> _Task prompt_
Looking at the records below, please work out how many lines contain the word "grape" and give the number alone.

Extracted records START

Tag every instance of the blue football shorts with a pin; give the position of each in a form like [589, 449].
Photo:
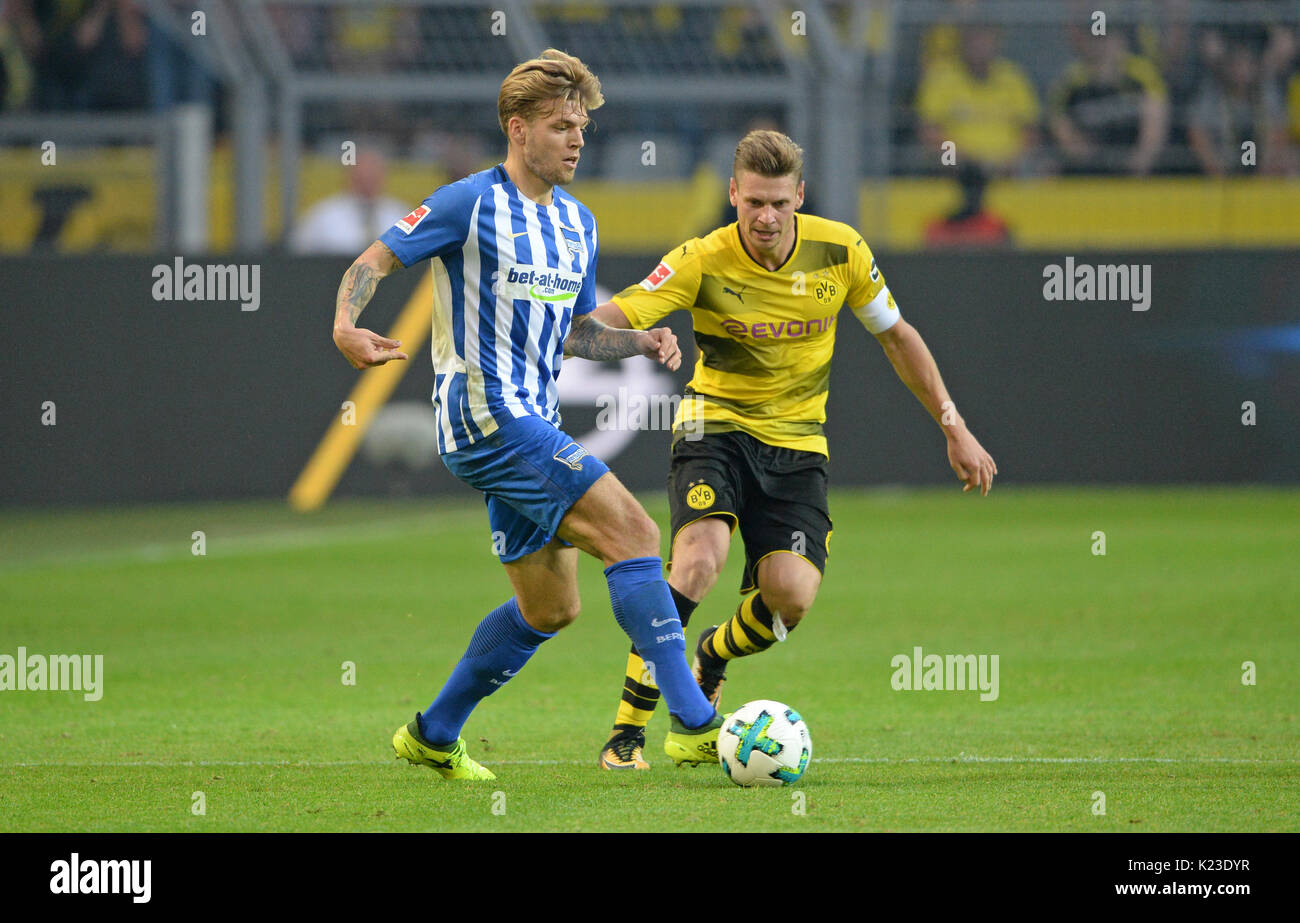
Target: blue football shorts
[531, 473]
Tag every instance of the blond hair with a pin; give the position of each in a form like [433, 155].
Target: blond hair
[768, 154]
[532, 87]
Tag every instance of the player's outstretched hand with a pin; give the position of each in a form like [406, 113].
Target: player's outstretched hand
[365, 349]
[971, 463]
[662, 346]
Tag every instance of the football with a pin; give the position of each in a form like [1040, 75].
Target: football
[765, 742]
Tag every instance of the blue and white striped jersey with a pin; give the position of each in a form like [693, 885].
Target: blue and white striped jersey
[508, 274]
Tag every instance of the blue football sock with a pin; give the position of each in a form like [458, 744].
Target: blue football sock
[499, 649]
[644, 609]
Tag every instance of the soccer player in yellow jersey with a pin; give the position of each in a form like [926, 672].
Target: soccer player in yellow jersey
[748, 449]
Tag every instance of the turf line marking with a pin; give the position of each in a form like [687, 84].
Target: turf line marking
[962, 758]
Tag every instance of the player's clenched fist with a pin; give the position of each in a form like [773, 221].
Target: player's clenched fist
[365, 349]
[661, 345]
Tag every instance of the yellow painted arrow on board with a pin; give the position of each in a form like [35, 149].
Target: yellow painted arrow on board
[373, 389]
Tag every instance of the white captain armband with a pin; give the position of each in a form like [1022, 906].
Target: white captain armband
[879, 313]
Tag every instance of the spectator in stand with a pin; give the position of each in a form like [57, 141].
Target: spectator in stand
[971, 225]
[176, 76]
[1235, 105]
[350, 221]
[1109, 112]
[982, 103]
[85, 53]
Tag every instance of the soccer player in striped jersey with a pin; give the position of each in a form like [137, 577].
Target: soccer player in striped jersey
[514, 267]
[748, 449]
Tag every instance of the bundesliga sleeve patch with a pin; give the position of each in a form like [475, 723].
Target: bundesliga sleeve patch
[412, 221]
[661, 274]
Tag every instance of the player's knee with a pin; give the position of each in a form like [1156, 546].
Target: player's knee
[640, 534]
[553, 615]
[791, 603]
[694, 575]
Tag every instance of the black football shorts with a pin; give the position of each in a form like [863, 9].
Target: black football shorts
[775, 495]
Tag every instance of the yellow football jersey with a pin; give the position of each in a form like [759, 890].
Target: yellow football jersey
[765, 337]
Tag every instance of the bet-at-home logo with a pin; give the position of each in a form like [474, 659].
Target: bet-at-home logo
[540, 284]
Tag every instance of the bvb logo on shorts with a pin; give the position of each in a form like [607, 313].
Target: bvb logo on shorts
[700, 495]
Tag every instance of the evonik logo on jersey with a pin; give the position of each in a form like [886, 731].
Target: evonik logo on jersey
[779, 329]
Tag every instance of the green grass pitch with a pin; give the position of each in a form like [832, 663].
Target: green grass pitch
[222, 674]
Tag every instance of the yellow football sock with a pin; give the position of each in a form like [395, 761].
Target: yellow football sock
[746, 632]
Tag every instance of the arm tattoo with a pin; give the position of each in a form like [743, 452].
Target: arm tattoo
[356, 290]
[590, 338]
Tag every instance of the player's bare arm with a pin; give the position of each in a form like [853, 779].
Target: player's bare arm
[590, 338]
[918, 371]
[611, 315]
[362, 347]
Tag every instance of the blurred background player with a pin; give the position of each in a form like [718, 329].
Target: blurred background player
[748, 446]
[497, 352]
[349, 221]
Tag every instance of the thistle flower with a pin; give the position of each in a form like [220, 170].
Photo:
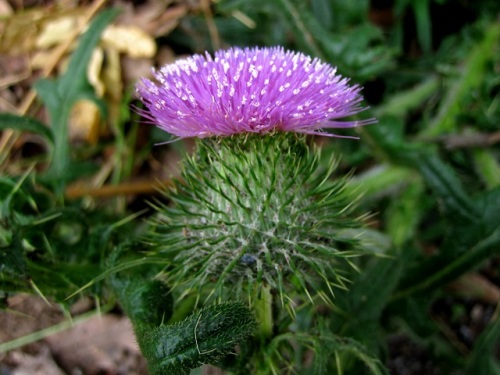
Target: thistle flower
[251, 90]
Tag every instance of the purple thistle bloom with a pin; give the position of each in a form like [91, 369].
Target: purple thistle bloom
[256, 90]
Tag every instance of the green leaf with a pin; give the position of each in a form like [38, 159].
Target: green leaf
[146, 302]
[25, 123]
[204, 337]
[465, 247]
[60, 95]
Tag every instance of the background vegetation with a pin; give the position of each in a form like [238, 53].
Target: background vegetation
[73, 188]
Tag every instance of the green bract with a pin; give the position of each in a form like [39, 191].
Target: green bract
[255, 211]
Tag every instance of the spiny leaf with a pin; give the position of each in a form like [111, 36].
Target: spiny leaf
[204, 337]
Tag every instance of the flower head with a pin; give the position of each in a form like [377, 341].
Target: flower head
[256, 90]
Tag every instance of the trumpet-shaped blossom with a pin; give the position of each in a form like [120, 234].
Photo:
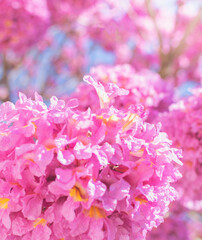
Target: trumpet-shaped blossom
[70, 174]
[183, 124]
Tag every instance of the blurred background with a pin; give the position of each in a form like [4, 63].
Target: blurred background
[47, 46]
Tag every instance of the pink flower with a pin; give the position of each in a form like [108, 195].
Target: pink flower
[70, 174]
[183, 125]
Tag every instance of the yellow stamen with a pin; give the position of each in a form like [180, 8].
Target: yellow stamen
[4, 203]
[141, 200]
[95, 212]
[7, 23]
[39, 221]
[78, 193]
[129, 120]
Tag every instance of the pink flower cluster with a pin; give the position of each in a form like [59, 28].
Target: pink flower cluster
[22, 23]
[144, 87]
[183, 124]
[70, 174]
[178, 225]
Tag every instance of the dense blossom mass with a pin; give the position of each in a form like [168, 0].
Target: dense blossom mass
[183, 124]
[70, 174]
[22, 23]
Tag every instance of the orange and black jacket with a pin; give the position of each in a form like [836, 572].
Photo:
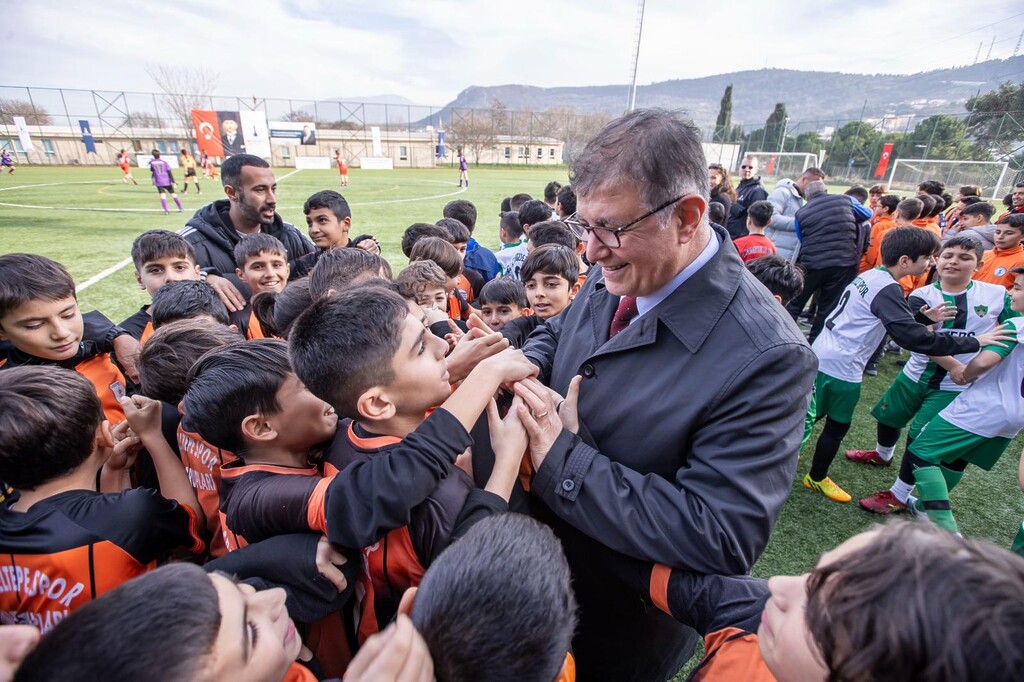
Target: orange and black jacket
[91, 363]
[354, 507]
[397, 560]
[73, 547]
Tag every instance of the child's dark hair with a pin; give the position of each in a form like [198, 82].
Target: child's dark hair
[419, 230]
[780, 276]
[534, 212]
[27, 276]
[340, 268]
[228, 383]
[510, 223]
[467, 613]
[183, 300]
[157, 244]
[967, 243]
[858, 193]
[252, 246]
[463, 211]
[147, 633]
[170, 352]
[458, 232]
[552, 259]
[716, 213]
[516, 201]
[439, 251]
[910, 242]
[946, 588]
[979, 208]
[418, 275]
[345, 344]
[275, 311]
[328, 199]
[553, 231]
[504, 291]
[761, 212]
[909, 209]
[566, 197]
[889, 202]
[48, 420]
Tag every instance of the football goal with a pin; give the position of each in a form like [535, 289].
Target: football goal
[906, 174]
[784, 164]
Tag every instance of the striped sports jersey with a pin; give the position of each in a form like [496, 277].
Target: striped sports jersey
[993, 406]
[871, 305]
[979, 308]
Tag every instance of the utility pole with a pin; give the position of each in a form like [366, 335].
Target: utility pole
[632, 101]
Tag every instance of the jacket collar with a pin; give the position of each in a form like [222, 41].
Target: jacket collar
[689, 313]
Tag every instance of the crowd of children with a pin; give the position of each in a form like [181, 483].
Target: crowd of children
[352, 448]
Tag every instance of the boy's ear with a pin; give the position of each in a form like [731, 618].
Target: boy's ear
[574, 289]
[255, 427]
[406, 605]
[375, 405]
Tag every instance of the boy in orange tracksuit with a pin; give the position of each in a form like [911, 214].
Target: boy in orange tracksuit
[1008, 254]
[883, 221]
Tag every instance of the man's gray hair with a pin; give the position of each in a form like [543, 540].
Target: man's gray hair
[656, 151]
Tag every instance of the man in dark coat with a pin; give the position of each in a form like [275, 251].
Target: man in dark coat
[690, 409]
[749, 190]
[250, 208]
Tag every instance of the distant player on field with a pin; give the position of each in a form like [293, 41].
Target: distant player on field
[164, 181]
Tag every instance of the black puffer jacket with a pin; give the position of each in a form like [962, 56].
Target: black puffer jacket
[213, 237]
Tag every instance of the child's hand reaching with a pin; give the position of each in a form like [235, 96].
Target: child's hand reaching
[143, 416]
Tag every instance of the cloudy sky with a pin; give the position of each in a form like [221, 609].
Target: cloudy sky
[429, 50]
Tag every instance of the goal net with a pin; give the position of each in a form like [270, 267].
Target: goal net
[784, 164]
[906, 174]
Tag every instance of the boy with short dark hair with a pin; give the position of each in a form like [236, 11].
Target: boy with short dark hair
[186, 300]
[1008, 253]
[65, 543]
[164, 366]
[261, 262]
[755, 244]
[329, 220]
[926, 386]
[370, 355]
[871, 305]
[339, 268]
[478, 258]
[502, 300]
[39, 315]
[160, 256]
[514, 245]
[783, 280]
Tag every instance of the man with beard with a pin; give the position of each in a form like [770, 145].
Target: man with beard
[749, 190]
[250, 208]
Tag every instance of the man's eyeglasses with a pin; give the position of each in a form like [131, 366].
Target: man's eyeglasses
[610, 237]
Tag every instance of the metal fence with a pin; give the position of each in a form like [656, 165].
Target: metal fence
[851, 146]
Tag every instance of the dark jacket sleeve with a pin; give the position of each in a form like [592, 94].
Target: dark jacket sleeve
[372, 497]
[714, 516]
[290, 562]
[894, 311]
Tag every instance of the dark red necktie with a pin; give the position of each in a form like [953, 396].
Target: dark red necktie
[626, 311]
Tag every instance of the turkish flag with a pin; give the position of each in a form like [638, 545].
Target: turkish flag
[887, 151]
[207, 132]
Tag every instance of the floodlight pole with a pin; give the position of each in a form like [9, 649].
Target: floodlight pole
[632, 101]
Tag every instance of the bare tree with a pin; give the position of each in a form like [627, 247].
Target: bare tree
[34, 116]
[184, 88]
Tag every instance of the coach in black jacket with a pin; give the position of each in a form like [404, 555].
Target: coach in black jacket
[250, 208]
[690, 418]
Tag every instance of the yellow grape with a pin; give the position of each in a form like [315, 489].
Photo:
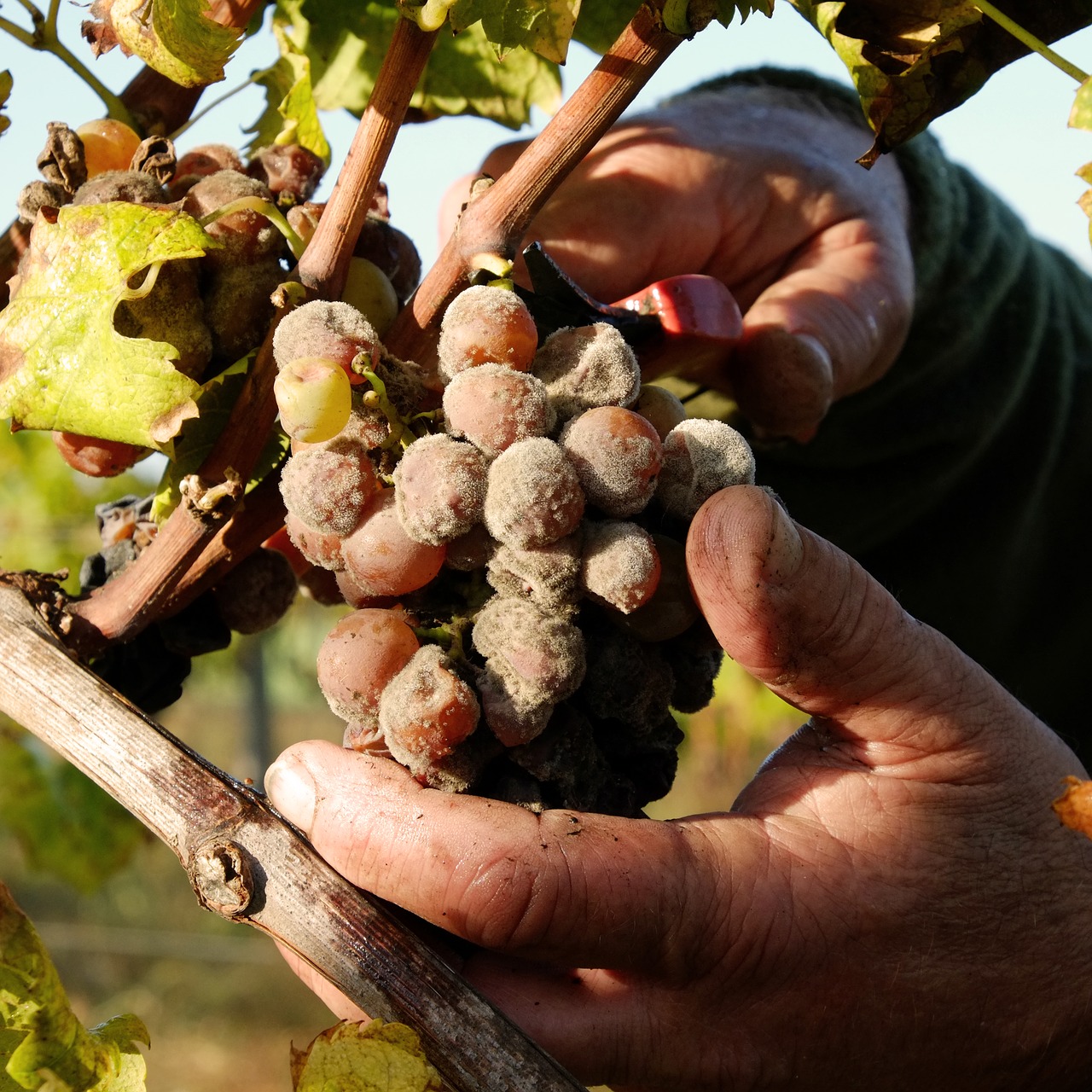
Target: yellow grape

Extracted records END

> _Exercise result_
2